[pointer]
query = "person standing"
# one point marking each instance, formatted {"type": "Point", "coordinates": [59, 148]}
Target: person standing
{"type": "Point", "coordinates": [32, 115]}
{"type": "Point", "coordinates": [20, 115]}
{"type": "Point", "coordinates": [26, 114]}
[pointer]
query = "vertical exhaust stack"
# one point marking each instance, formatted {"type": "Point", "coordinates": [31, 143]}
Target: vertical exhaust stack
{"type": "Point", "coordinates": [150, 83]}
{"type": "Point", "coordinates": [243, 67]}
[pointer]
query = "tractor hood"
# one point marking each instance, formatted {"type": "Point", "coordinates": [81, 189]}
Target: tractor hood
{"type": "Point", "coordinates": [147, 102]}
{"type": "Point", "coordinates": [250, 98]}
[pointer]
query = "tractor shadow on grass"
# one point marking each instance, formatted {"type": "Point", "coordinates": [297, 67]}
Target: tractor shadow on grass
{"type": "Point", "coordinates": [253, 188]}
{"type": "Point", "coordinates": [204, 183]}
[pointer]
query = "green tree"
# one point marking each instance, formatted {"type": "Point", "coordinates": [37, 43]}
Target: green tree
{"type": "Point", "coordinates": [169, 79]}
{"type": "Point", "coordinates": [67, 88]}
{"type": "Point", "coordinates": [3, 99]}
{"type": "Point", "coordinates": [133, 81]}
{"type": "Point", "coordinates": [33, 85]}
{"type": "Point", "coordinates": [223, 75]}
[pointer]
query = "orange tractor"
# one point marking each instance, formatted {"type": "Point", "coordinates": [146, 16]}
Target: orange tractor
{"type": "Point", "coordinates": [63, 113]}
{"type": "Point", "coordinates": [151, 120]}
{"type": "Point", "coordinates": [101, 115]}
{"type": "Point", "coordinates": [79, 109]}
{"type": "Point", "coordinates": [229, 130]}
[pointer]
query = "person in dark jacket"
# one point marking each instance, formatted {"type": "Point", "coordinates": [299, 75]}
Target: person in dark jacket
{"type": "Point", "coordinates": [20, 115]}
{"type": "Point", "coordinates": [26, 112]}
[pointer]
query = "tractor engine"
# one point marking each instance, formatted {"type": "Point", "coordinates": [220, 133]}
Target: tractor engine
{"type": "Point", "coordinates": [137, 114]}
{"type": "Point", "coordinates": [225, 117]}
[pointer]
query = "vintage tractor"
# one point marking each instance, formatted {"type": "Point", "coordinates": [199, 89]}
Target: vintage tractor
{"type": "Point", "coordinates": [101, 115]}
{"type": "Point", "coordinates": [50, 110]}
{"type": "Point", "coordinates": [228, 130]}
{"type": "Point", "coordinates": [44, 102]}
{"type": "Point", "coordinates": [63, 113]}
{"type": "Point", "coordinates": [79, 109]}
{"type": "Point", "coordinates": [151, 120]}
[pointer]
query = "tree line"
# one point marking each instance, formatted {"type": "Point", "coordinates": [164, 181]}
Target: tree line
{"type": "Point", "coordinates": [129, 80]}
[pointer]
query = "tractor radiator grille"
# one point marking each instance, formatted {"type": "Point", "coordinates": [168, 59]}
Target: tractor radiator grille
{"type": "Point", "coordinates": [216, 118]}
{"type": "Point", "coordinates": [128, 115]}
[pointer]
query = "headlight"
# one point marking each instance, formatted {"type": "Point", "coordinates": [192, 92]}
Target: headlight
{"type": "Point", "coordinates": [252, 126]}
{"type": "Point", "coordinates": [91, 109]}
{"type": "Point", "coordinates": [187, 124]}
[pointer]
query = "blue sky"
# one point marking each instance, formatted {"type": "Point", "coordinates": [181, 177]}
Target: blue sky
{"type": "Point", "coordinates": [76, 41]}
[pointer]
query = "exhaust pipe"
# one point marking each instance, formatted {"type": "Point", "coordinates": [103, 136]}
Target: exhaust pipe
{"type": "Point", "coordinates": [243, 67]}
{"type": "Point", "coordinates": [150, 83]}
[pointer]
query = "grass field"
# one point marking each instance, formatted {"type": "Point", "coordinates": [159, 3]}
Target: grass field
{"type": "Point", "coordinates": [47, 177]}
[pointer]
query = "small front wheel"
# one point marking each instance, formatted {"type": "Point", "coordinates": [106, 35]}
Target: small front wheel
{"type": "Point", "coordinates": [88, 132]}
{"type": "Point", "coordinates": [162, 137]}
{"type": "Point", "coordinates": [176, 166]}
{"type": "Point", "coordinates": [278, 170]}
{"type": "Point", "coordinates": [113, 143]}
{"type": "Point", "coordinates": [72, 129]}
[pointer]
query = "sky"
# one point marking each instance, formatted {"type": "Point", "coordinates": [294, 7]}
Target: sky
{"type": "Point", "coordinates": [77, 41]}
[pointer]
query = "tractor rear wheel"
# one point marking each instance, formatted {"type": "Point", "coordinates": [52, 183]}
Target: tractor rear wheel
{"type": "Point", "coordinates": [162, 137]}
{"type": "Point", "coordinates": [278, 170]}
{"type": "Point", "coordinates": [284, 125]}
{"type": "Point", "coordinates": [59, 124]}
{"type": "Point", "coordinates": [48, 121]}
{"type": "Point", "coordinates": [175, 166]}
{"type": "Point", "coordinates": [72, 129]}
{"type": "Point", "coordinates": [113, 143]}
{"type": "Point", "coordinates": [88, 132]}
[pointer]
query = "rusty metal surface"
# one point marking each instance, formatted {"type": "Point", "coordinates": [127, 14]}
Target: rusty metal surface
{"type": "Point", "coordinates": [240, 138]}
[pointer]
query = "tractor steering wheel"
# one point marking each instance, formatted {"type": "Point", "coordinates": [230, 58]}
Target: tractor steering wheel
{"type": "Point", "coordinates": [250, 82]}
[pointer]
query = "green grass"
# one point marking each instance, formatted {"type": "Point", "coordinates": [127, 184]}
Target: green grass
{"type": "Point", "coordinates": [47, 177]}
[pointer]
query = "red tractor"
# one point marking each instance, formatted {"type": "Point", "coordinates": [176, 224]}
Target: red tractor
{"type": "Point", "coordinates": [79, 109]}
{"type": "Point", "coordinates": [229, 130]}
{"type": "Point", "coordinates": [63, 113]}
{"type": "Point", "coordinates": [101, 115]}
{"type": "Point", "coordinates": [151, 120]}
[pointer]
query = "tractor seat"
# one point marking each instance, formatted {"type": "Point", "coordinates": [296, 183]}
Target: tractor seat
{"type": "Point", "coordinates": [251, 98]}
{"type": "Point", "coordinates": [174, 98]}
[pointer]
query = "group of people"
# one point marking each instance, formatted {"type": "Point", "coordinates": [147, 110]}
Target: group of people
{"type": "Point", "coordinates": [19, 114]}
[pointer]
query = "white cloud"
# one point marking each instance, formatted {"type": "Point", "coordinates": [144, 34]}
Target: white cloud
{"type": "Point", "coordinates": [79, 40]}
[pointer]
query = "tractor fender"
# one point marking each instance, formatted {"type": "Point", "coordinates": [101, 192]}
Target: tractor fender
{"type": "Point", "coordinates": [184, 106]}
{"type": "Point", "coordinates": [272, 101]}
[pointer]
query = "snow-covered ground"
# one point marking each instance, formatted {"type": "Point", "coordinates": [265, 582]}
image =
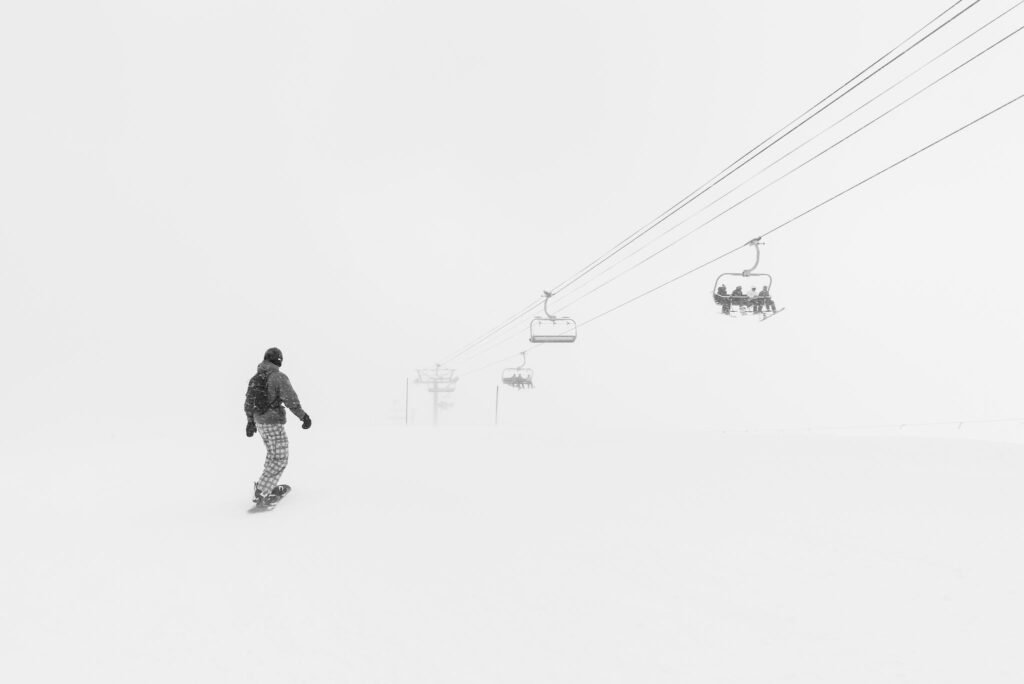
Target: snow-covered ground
{"type": "Point", "coordinates": [504, 555]}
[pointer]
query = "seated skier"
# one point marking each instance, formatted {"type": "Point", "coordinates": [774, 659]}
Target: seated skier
{"type": "Point", "coordinates": [766, 299]}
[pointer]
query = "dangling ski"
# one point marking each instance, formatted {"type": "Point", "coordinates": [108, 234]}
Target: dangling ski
{"type": "Point", "coordinates": [267, 503]}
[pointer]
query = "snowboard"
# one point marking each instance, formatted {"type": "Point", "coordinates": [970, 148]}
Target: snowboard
□ □ □
§ REQUIREMENTS
Collect every line of the material that contains the string "vintage", matching case exactly.

§ EXERCISE RESULT
query = "vintage tractor"
Target: vintage tractor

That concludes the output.